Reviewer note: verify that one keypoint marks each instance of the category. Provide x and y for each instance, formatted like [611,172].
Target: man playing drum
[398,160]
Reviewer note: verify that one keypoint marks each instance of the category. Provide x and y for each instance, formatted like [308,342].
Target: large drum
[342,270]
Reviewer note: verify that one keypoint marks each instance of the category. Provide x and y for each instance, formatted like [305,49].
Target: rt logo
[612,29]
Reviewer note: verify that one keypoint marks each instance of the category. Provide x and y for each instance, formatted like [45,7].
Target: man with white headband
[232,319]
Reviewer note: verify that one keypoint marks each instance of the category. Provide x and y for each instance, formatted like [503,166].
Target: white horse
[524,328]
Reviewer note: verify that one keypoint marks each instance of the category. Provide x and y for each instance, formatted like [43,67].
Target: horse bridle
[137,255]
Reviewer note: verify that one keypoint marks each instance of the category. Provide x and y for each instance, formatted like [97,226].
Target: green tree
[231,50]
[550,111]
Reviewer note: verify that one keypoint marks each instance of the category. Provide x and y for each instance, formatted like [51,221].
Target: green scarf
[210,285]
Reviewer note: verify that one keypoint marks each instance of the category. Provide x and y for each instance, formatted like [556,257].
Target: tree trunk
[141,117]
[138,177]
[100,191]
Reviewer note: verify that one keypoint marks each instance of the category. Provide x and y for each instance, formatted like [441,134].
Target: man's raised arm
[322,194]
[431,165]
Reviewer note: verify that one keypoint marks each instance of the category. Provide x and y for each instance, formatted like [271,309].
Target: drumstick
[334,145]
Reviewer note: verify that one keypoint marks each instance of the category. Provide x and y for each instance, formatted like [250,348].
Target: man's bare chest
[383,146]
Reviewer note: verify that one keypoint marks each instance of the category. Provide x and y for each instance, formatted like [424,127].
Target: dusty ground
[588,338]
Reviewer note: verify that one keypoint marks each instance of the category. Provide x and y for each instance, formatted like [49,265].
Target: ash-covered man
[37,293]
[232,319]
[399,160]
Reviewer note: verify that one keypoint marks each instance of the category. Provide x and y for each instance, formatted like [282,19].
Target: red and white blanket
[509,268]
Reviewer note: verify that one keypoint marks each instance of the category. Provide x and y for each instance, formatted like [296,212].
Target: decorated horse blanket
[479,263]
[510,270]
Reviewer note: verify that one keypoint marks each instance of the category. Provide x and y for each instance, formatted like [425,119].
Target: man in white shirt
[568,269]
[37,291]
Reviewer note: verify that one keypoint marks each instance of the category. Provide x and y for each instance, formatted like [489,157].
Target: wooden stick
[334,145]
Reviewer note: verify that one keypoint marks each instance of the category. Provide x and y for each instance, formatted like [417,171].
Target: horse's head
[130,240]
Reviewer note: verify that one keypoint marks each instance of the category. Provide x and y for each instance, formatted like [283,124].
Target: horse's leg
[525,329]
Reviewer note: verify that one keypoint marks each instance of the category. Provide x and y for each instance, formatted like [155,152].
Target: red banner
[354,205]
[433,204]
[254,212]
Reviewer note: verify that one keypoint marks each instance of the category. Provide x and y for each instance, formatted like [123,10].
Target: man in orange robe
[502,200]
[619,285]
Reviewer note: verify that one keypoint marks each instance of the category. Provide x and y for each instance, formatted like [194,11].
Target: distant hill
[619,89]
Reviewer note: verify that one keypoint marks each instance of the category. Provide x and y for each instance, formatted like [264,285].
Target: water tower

::::::::

▸ Task objective
Please rewrite the listing above, replacing each "keypoint" with "marker" and keeping everything else the same.

▸ Response to this task
Reviewer note: verify that one marker marks each instance of the category. Provide x and y for each instance, formatted like [611,172].
Target: man playing drum
[398,160]
Reviewer note: verify that one marker marks each instance of the category. Provide x and y for each instance, formatted like [308,342].
Target: large drum
[342,270]
Reviewer note: verify that one marker marks each instance of the category. Provide x and y for each instance, formatted like [305,49].
Target: rt logo
[612,29]
Reviewer note: verify that one marker marks each instance of the category. Provide x and y for each instance, formatted like [45,7].
Target: man with white headband
[232,319]
Reviewer note: verify that one marker marks each instance of the category. Provide x and y for each instance, formatted like [503,166].
Target: white horse
[524,328]
Reviewer note: verify that one marker marks each instance of the category. Provide x and y for each instance, formatted like [43,67].
Target: horse bridle
[137,255]
Reviewer note: verify that one marker marks each instance of the category. Provide x and y for each instance, formatted like [97,226].
Target: green tree
[231,50]
[550,111]
Reviewer note: verify that one marker marks each instance of the category. Provide x and y for each instance, formatted like [51,221].
Target: green scarf
[210,285]
Reviewer note: verify that one marker marks each instance of the category. Provide x and y for each instance, formatted like [556,257].
Target: tree trunk
[141,117]
[138,177]
[100,191]
Reviewer note: verify that one marker marks each instance of the category. Provide x and y for each instance, formatted like [441,134].
Target: man's raised arm
[322,194]
[431,165]
Reviewer note: verify that one marker marks each instance of the category. Provide x and y for each instance, formatted like [271,309].
Target: drumstick
[334,145]
Reviewer note: verify that one marker marks each instance of the category. Provide x and y for each instance, formatted like [250,348].
Target: man's bare chest
[383,146]
Reviewer note: verify that one marker marks each instance of the category. Provide x and y for each instance, formatted like [424,127].
Target: dusty ground
[588,338]
Reviewer note: verify that one marker marks each instance of the category. Provide x and y for each instance, formatted like [49,265].
Target: ash-covered man
[37,293]
[232,319]
[399,160]
Reviewer note: verify that one marker marks each instance of the category. Provide x and y for each instance, formatted like [282,19].
Target: red and white blanket
[509,268]
Reviewer note: verify that one marker marks each instance of the category. Provide x and y for each instance, formatted like [296,212].
Target: decorated horse blanket
[479,263]
[510,270]
Reviewer note: verify that one marker marks each instance of the category. Provide x and y for each instance, formatted like [425,119].
Target: man in white shirt
[568,269]
[37,291]
Reviewer note: verify that one marker marks each instance of the category. Provide x and y for each instance, formatted like [489,157].
Target: wooden stick
[334,145]
Reviewer note: verify that one marker marks each instance of the category. Provide x and y for each instance, formatted like [417,171].
Target: horse's head
[130,240]
Reviewer note: verify that one marker marks each instance of the category. Provide x and y for each instance, formatted like [283,124].
Target: horse's leg
[525,329]
Reviewer note: verify that one marker marks each instance of the category. Provide x and y for each instance, formatted like [155,152].
Target: red banner
[354,205]
[433,204]
[254,212]
Reviewer note: verify that one marker marks each instance of the category. Provide x and y for each instance, formatted like [123,10].
Target: man in orange robe
[502,200]
[619,285]
Reviewer note: verify that one marker marks each instance of the category. Provide x and y for each instance, formatted like [194,11].
Target: distant hill
[619,89]
Reviewer note: verify that one marker marks each instance of the category. Provide x and y for each instance, formatted like [264,285].
Target: water tower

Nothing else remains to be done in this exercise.